» Document segment
◇ ◇ ◇
Comments (9)
Now, that the output for the correlator class is final, there are no more things to add to the format, right? At least from the current perspective? In this case, I'll try to come up with a good way to document the format.
from pyerrors.
I agree. I would also suggest to bump the format version to 1.0.
from pyerrors.
I have by now implemented another feature that we have talked about, but I am not sure if it should enter the main branch or if I am the only one who would find this neat:
I have written routines to export and import python dictionaries to JSON. These are implemented as wrappers around load_json and dump_to_json. I export by:
- Browsing through the dictionary
- Replacing all supported structures (Obs, Corr, np.ndarray, list) by placeholders and
- adding the structure to a list
- Afterwards, the list is passed to dump_to_json where
- the dictionary with the placeholders is put into the description of the file. (Which becomes a dictionary with two keys: the placeholder-dict and the original description)
On import, the same thing is done in reverse. The dict may contain anything that is valid in JSON (number, string, boolean, list, dict, None) as well as the above defined supported structures.
So-far, my only issue is that am not able to tell the input routine, that the file is a parsed dictionary. If the JSON file is imported using load_json, you get a list with all the structures (and the description, if you choose full_output) instead of a dict.
I am not sure, if it is wise to have this feature: In my workflow, it would certainly help to switch from pickles to JSON in intermediate steps. Globally, this output could become confusing, when large dicts are written to JSON. However, the placeholder-dict in the description could actually pretty helpful in understanding what is saved in this file and it is created automatically, so the user would not have to write this description him/herself, if the keys of the dictionary is self-explanatory.
◇ ◇ ◇
» Job A
Answer these questions from the JSON export thread:
(i) To what version number does one comment suggest bumping the format?
(ii) Which supported structures get replaced by placeholders during export?
(iii) What does load_json return, instead of a dict, when such a file is imported with it?
» Job B
Echo the JSON export thread between "I have by now" and "defined supported structures.", inclusive.
These rows come from a separate source.

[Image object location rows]
◇ ◇ ◇
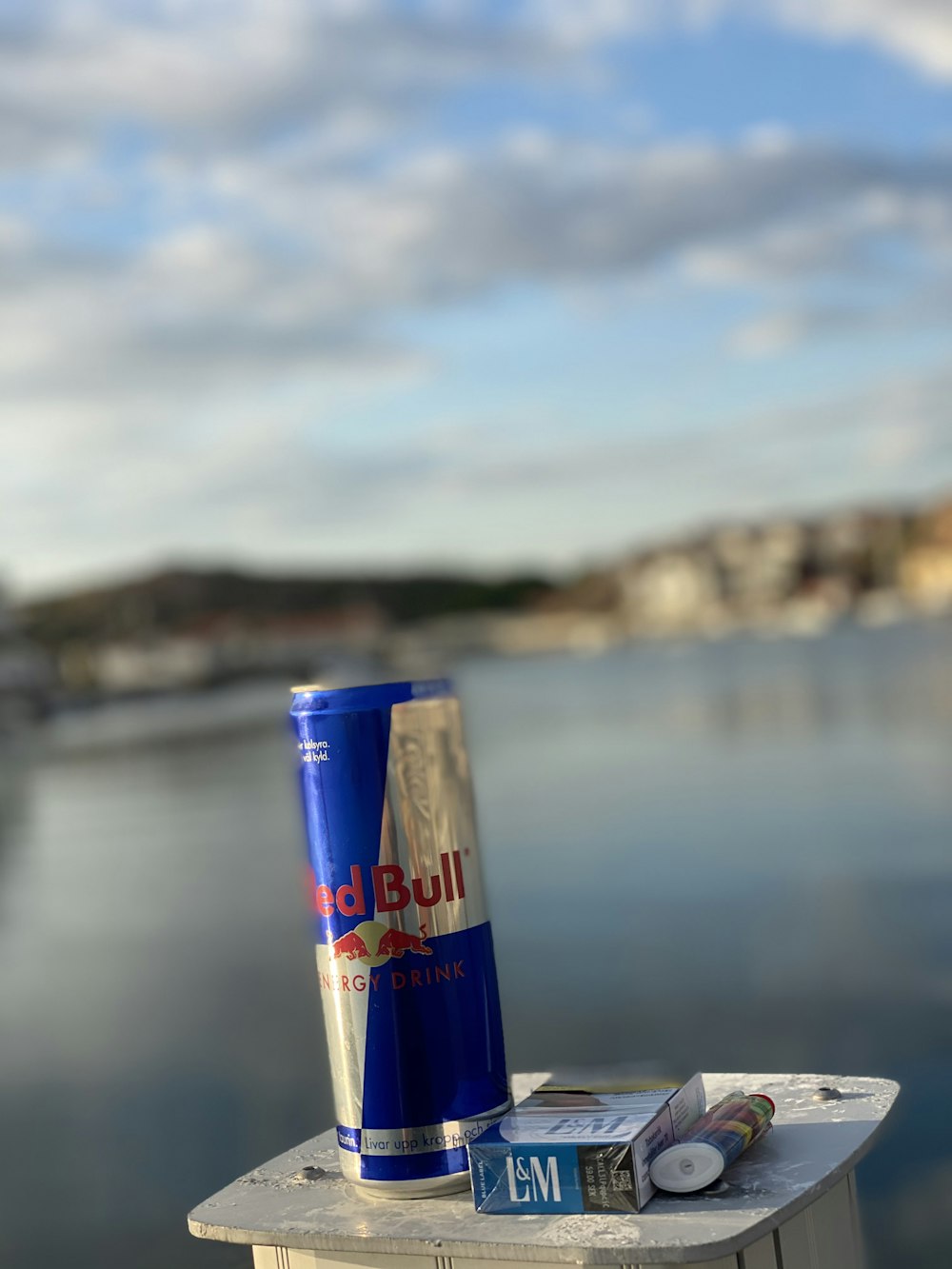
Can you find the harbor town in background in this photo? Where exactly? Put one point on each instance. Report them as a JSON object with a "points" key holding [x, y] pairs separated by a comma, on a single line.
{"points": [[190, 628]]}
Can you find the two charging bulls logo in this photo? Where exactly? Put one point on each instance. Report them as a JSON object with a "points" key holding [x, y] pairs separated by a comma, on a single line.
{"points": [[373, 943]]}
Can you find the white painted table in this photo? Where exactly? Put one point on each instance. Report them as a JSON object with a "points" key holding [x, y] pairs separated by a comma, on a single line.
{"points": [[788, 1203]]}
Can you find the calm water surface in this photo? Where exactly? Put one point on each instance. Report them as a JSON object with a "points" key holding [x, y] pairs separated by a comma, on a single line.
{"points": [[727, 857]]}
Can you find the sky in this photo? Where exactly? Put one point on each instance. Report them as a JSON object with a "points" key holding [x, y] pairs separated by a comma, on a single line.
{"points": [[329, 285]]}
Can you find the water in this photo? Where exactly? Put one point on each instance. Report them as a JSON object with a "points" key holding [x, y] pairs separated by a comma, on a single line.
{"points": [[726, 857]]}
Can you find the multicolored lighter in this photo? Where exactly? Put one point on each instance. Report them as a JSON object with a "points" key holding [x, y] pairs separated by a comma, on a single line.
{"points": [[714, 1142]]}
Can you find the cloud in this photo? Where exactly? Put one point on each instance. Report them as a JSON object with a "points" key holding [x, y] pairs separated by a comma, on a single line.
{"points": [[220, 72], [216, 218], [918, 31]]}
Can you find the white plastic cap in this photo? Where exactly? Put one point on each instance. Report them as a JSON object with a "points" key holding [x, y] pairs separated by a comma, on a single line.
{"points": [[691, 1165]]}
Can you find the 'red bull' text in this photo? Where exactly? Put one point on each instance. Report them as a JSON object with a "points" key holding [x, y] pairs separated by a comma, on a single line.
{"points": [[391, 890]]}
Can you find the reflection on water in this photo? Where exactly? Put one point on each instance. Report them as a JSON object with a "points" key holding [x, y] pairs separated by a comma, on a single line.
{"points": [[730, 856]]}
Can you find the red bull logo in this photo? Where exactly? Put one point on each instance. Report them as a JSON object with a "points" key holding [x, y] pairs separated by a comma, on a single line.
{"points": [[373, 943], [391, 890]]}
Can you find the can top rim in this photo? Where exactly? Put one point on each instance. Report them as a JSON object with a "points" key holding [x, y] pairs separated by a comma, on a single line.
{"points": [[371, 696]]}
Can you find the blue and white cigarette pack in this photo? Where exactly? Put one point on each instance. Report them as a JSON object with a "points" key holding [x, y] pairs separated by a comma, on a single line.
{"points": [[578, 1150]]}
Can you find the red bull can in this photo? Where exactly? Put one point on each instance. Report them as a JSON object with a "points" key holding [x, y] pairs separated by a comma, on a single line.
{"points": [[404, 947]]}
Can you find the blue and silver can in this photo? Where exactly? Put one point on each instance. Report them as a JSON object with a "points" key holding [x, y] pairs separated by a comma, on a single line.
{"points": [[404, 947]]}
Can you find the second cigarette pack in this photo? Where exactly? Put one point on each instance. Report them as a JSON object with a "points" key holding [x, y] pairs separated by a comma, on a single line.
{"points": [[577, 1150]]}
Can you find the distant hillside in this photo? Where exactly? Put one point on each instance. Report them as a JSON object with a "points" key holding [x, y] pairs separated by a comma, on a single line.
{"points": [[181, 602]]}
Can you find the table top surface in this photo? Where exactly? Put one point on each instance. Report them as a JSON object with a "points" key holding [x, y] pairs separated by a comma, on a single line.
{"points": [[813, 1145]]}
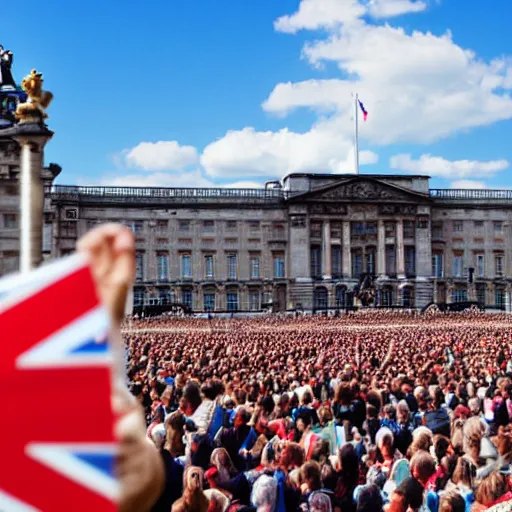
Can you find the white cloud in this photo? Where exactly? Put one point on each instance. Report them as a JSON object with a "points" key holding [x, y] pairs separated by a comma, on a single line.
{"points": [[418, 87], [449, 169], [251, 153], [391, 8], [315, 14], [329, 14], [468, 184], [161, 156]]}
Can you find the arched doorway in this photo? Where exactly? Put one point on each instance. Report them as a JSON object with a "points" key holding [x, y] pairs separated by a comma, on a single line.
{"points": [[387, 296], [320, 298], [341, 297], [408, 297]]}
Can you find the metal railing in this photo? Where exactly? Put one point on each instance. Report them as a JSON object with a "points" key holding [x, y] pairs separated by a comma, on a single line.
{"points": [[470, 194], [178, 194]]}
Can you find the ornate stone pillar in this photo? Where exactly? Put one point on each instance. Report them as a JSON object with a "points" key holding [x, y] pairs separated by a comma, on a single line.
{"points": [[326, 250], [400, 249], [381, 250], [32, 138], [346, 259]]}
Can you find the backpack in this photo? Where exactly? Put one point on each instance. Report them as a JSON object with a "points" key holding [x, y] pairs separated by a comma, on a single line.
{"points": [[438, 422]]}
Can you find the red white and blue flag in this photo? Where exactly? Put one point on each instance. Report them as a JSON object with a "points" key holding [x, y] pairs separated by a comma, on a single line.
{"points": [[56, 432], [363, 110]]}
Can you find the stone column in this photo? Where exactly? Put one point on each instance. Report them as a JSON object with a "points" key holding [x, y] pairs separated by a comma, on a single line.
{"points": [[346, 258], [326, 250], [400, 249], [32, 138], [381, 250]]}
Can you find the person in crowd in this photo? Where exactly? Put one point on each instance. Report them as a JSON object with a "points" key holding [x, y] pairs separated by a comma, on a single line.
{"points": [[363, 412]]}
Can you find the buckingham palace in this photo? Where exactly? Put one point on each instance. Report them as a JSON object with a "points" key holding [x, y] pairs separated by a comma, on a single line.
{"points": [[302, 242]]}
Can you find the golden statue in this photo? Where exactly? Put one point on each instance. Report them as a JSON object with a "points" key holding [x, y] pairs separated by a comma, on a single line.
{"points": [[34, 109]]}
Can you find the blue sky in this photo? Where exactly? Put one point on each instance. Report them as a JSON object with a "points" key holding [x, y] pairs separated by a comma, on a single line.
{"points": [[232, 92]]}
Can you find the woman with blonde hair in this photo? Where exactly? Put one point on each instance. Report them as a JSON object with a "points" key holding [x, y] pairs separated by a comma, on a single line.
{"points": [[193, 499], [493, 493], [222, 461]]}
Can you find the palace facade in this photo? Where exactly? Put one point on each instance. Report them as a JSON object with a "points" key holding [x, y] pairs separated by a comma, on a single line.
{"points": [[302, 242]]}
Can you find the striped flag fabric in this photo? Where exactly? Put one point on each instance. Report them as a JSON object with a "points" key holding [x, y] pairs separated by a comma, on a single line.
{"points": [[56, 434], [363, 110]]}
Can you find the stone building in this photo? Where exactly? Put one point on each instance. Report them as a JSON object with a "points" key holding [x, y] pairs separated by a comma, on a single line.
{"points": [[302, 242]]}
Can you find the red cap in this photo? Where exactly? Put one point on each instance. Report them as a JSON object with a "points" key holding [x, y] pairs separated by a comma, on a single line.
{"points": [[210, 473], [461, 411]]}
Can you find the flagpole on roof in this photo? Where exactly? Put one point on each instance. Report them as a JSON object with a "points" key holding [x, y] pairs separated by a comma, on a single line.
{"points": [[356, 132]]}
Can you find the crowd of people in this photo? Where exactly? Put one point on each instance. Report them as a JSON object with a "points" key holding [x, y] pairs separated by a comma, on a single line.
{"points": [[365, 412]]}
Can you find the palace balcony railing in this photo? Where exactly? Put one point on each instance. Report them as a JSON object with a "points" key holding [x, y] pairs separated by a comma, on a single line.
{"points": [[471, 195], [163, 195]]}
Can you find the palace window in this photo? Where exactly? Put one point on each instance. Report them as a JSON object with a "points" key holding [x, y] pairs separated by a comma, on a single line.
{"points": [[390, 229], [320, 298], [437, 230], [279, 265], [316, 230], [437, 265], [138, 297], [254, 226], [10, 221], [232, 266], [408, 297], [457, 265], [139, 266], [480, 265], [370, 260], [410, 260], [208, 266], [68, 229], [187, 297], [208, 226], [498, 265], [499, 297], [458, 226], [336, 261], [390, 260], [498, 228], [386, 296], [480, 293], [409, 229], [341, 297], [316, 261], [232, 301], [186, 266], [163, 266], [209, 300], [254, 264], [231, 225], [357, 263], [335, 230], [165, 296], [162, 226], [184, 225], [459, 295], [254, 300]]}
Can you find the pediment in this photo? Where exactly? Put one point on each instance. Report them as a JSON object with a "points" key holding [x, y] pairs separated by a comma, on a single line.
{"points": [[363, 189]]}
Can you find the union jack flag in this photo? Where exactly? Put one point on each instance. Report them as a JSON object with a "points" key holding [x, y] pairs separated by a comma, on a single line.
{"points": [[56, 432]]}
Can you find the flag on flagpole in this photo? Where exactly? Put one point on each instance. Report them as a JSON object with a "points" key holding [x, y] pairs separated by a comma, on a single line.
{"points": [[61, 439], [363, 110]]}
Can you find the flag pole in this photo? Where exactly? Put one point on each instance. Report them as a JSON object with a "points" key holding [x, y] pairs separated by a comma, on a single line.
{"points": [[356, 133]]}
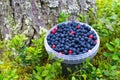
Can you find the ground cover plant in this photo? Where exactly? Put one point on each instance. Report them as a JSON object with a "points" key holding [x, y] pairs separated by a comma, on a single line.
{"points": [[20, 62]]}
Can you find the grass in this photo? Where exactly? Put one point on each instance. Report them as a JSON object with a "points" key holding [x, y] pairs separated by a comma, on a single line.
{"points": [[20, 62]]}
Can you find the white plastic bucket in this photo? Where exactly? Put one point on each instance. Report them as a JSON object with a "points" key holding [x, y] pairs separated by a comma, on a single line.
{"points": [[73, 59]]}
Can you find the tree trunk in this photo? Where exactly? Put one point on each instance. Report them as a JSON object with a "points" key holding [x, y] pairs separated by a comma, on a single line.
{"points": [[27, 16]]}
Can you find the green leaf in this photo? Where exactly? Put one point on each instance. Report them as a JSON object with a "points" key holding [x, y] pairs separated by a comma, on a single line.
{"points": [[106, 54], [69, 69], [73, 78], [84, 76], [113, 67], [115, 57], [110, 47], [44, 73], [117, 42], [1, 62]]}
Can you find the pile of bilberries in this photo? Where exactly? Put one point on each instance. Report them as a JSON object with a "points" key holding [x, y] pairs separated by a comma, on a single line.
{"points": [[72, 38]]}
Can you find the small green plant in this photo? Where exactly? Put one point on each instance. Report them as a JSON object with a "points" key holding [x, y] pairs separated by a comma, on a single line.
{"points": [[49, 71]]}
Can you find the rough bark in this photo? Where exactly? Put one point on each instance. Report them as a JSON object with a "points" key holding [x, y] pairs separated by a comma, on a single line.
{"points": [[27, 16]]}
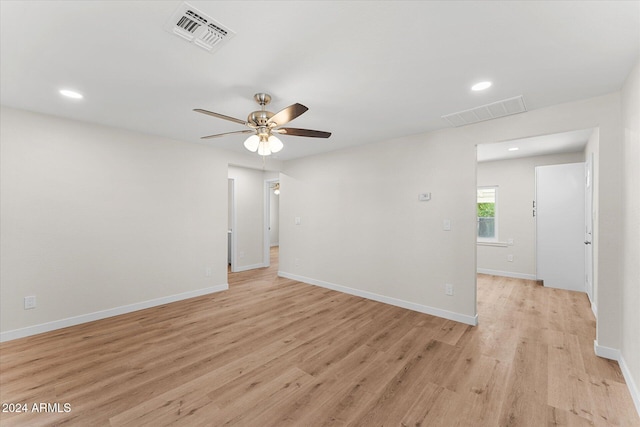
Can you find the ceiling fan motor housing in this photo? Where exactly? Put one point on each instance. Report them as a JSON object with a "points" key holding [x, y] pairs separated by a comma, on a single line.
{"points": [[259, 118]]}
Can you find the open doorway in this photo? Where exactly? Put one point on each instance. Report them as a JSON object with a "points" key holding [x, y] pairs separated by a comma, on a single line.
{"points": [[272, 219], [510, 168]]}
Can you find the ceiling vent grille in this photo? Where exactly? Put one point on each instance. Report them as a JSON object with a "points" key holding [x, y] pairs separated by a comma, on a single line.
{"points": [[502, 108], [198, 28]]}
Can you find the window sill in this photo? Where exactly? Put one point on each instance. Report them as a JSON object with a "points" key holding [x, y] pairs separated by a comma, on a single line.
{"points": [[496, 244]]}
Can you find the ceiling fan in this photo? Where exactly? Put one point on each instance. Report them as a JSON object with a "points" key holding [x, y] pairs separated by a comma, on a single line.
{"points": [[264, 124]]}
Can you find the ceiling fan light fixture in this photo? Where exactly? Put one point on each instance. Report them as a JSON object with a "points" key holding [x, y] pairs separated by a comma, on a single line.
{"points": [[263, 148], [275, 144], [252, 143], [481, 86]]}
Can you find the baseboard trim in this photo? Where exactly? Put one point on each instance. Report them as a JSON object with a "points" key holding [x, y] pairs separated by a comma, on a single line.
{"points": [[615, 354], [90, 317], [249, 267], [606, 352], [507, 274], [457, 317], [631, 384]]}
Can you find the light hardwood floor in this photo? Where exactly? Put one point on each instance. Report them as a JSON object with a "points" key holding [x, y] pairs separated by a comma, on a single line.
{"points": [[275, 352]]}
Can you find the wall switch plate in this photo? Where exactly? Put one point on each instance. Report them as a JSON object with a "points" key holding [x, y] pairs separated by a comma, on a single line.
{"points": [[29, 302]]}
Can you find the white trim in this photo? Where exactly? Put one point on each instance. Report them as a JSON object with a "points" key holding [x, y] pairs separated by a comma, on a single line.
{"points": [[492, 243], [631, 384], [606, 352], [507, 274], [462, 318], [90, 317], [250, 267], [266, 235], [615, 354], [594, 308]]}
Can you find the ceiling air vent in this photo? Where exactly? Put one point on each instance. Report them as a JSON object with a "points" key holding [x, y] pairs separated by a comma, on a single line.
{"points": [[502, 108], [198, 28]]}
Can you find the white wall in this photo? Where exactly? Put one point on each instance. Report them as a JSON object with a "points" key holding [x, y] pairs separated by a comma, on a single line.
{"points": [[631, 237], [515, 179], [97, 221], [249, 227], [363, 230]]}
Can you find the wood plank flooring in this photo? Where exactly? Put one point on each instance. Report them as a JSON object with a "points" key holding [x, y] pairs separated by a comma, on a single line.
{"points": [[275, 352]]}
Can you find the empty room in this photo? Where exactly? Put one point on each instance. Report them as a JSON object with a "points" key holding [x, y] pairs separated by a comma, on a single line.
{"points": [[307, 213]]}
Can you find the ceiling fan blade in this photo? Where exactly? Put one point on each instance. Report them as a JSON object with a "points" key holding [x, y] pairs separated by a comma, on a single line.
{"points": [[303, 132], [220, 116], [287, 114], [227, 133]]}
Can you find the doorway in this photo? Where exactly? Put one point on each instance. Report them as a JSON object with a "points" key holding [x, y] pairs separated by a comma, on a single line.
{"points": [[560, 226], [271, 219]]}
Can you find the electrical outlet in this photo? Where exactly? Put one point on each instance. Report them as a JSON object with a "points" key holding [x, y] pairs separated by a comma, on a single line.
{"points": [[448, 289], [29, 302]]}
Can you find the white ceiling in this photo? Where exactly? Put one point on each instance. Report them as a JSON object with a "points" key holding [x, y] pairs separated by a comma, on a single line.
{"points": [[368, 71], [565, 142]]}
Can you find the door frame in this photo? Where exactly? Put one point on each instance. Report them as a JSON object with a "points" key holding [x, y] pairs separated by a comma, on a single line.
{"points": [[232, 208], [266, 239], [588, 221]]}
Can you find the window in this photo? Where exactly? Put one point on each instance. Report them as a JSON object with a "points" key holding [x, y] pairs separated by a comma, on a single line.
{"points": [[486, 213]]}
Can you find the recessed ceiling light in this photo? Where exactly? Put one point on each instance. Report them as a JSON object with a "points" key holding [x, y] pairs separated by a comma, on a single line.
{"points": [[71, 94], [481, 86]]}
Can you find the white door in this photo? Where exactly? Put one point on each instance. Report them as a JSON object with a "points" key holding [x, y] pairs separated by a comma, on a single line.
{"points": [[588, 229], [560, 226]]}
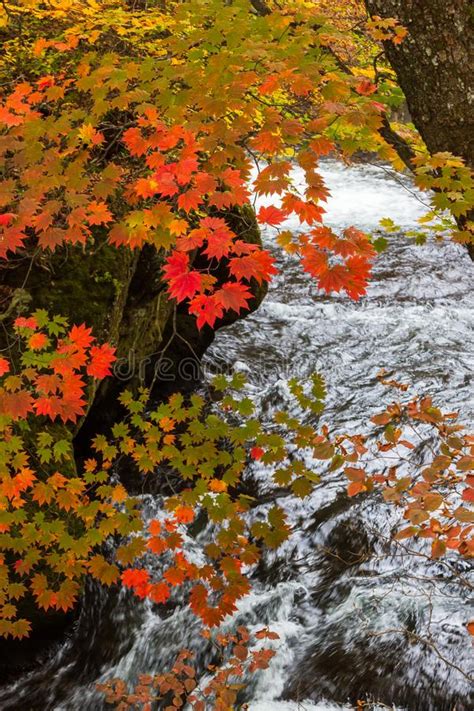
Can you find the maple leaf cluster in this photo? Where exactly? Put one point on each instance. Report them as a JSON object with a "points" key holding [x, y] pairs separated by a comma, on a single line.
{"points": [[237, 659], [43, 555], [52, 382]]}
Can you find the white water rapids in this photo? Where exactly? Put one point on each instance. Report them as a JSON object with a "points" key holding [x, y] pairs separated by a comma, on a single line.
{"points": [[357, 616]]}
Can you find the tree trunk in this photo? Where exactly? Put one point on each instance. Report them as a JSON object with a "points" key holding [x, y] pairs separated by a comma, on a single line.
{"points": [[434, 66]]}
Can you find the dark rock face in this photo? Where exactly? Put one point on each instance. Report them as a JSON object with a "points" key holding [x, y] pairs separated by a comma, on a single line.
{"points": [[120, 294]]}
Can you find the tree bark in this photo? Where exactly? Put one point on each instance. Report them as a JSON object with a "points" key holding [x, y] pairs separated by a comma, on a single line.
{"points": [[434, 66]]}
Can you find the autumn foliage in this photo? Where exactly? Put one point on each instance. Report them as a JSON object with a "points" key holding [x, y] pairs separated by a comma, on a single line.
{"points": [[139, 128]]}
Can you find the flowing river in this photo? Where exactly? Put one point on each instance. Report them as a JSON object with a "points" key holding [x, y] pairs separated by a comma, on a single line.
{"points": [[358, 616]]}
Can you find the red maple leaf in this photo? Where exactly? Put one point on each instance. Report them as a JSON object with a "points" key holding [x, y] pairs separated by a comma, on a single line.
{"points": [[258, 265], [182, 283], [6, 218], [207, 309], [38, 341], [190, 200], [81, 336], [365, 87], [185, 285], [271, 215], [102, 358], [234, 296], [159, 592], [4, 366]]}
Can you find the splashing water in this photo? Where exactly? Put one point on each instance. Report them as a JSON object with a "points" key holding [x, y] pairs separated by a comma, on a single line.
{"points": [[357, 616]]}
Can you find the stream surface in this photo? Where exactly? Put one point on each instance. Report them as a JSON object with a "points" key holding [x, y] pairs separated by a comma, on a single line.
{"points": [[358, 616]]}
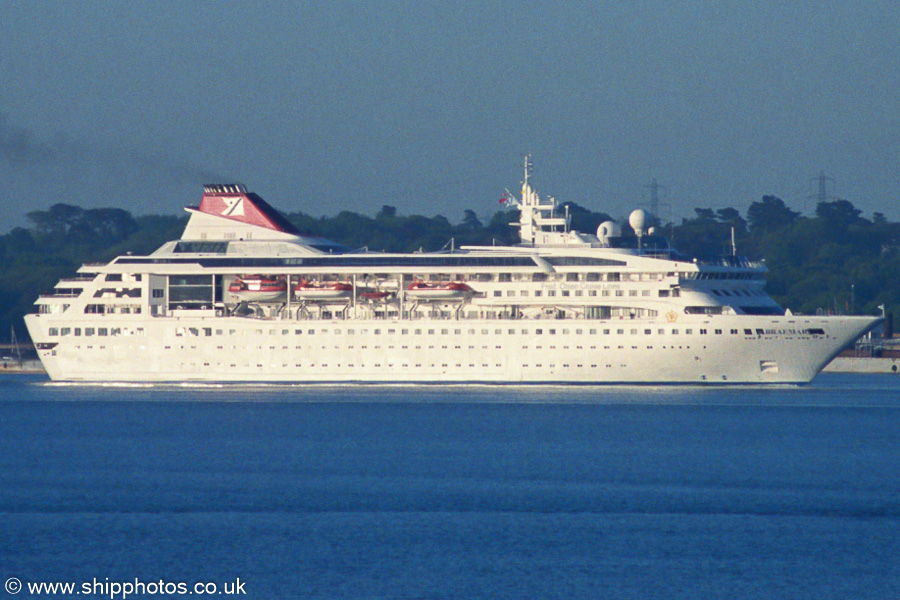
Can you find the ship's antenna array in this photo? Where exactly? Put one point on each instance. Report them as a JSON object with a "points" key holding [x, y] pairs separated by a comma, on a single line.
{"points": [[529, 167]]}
◇ ◇ ◇
» Task solution A
(i) 1.0
(ii) Obs, Corr, np.ndarray, and list
(iii) A list with all the structures, plus the description if full_output is chosen

» Task solution B
I have by now implemented another feature that we have talked about, but I am not sure if it should enter the main branch or if I am the only one who would find this neat:
I have written routines to export and import python dictionaries to JSON. These are implemented as wrappers around load_json and dump_to_json. I export by:
- Browsing through the dictionary
- Replacing all supported structures (Obs, Corr, np.ndarray, list) by placeholders and
- adding the structure to a list
- Afterwards, the list is passed to dump_to_json where
- the dictionary with the placeholders is put into the description of the file. (Which becomes a dictionary with two keys: the placeholder-dict and the original description)
On import, the same thing is done in reverse. The dict may contain anything that is valid in JSON (number, string, boolean, list, dict, None) as well as the above defined supported structures.